Data shown:
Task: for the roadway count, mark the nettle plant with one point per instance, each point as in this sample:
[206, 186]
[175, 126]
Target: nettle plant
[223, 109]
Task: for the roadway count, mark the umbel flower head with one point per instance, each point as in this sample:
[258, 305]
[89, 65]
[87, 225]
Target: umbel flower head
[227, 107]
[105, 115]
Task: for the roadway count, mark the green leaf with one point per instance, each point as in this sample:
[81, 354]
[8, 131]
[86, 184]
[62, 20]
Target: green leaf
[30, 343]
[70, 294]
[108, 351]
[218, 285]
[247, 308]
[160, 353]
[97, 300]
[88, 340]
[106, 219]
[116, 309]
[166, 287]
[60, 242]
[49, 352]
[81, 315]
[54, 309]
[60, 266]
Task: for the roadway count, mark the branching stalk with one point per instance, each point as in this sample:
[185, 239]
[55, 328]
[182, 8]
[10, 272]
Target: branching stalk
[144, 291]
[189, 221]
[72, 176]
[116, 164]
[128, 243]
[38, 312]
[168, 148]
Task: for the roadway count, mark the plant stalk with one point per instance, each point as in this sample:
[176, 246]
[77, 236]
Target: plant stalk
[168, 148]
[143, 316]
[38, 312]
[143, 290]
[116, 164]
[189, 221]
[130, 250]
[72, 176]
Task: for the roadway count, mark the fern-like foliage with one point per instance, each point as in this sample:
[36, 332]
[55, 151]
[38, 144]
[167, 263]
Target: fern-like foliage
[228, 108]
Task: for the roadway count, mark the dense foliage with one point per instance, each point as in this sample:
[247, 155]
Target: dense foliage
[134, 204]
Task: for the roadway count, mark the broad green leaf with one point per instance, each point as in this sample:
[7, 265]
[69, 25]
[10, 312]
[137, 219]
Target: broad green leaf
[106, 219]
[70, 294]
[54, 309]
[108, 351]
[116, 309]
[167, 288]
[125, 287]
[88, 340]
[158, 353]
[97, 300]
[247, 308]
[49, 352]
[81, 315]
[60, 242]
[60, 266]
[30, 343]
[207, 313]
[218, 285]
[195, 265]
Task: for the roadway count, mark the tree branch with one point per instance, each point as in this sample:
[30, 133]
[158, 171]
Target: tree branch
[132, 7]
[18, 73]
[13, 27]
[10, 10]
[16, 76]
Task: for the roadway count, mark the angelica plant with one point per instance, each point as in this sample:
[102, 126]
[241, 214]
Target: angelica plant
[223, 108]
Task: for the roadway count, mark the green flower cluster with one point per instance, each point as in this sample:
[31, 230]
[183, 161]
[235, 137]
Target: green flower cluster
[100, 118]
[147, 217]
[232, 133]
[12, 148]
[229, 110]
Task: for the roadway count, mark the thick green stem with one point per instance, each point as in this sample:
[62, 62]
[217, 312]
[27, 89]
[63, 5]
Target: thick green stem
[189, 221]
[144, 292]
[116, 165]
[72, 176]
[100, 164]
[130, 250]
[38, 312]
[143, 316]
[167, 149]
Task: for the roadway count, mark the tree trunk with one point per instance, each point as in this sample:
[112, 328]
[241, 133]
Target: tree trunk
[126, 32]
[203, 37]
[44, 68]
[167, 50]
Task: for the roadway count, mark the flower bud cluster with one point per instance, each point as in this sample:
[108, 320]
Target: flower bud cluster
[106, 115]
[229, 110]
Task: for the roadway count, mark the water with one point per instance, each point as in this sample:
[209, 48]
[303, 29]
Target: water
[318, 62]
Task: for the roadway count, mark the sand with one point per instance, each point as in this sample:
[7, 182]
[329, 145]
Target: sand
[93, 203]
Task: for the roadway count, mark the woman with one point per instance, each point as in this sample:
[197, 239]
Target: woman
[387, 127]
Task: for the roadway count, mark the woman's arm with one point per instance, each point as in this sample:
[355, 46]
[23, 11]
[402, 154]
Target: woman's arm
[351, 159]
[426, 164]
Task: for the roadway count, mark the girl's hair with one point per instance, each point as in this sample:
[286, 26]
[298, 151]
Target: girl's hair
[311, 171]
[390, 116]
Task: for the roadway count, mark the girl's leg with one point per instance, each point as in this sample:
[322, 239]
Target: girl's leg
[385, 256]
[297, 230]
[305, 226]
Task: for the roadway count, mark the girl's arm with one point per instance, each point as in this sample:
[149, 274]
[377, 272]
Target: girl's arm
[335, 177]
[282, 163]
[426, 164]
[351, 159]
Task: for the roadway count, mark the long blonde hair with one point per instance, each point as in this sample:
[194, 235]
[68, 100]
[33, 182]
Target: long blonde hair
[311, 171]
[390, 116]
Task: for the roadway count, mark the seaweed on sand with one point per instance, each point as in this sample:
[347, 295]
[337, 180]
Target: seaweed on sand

Short exercise: Reproduce all of the material above verbatim, line for line.

Problem solution:
Task: for the roadway count, mark the nettle plant with one point per instance, each point as in this sample:
[206, 186]
[175, 126]
Target: nettle plant
[223, 109]
Task: for the roadway count, mark the umbel flower head with one point per instance, each point as in this sample:
[258, 305]
[89, 65]
[87, 225]
Target: umbel flower head
[227, 107]
[105, 115]
Task: for the roadway count, mark the green leaf with one point per instance, each point as in this sample:
[81, 354]
[8, 131]
[86, 184]
[62, 20]
Target: green leaf
[30, 343]
[70, 294]
[108, 351]
[218, 285]
[247, 308]
[160, 353]
[97, 300]
[88, 340]
[106, 219]
[116, 309]
[166, 287]
[60, 242]
[49, 352]
[81, 315]
[54, 309]
[60, 266]
Task: for the roadway count, mark the branching stalk with one point per instance, each point as in this sample:
[185, 239]
[55, 328]
[182, 8]
[10, 272]
Target: branching stalk
[144, 291]
[189, 221]
[72, 176]
[116, 164]
[128, 243]
[38, 312]
[168, 148]
Task: for the roadway count, mark the plant stalk with one point per instance, each point as in this sample:
[176, 246]
[77, 236]
Target: plant stalk
[168, 148]
[143, 316]
[38, 312]
[143, 290]
[116, 164]
[189, 221]
[130, 250]
[72, 176]
Task: for the roadway count, mark the fern-like foliage with one point per instance, each point as in this sample:
[36, 332]
[55, 151]
[38, 144]
[167, 263]
Target: fern-like foliage
[228, 108]
Task: for the roadway count, mark the dense foliage with one point per instance, each point as in this sample:
[247, 155]
Target: dense foliage
[134, 204]
Task: for the roadway count, mark the broad green leaf with one point per instance, each point as in this sample:
[7, 265]
[69, 25]
[10, 312]
[137, 219]
Target: broad green leaf
[106, 219]
[70, 294]
[54, 309]
[108, 351]
[116, 309]
[167, 288]
[125, 287]
[88, 340]
[158, 353]
[97, 300]
[247, 308]
[49, 352]
[81, 315]
[60, 242]
[60, 266]
[30, 343]
[207, 313]
[218, 285]
[195, 265]
Task: for the roadway count, mark the tree branch with one point per instance, each point as in this sample:
[30, 133]
[158, 171]
Target: tree branch
[132, 7]
[18, 73]
[13, 27]
[10, 10]
[16, 76]
Task: for the roadway count, mark the angelica plant with one point per instance, each point as in this sample:
[102, 126]
[241, 214]
Target: angelica plant
[223, 108]
Task: for the roadway count, mark the green flower cluster with one point per instance, each point as in this sample:
[31, 230]
[183, 161]
[235, 137]
Target: green flower cluster
[100, 118]
[147, 217]
[232, 133]
[12, 148]
[229, 110]
Task: for the roadway count, mark the thick green stem with one point per instance, each point as in this sample:
[62, 62]
[217, 312]
[27, 89]
[63, 5]
Target: thick green stem
[189, 221]
[144, 292]
[116, 165]
[72, 176]
[100, 164]
[130, 250]
[38, 312]
[143, 316]
[167, 149]
Task: for the roadway count, mark the tree trunk with one point per instance, each point as in this sample:
[112, 328]
[241, 133]
Target: tree trunk
[126, 32]
[203, 37]
[44, 68]
[167, 50]
Task: for the roadway count, mark the flower bud cluster with one point per instance, each point as in this sample:
[108, 320]
Target: flower bud cluster
[106, 115]
[229, 110]
Task: for the roadway count, mark the water with one point per instance, each point as in this sample:
[209, 48]
[303, 29]
Target: water
[318, 62]
Task: for the roadway count, mark the sand with one point per instance, each point as in this sample:
[7, 182]
[329, 145]
Target: sand
[93, 203]
Task: for the roadway count, mark the woman with one point per instance, each point as in this sample:
[197, 239]
Target: woman
[387, 127]
Task: for the roadway count, mark the woman's arm with one point per instance, each point as in this sample:
[355, 46]
[23, 11]
[402, 154]
Target: woman's arm
[351, 159]
[426, 164]
Task: for the roadway count, mark the girl's hair with one point per instance, each point as in this sample:
[286, 26]
[298, 151]
Target: girl's hair
[311, 171]
[390, 116]
Task: for the roadway count, mark the girl's leg with one point per instance, each point as in this sample:
[322, 239]
Target: girl's leg
[385, 256]
[297, 230]
[305, 226]
Task: for the roadway count, mark the girl's arm with one point per instance, each point as in this sample:
[149, 274]
[377, 272]
Target: girl's arm
[335, 177]
[282, 163]
[426, 164]
[351, 159]
Task: for the roadway count, mark the long blonde hair with one point per instance, each point as in this sample:
[194, 235]
[68, 100]
[33, 182]
Target: long blonde hair
[311, 171]
[390, 116]
Task: for the roadway count, mark the seaweed on sand with one point per instance, each point as in this sample:
[347, 295]
[337, 180]
Target: seaweed on sand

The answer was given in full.